Set exercise »
Set out the material below as a Markdown table with two columns, Row and Line. Give each line its own numbered row and skip any blank lines.

Records supplied »
╔══

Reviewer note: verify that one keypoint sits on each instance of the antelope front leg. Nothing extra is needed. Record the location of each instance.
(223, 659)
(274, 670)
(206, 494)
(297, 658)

╚══

Task answer »
| Row | Line |
|---|---|
| 1 | Reviewer note: verify that one keypoint sits on each instance of the antelope front leg. Nothing extra is needed. Record the location of each instance. |
| 2 | (223, 659) |
| 3 | (274, 670) |
| 4 | (206, 494) |
| 5 | (297, 658) |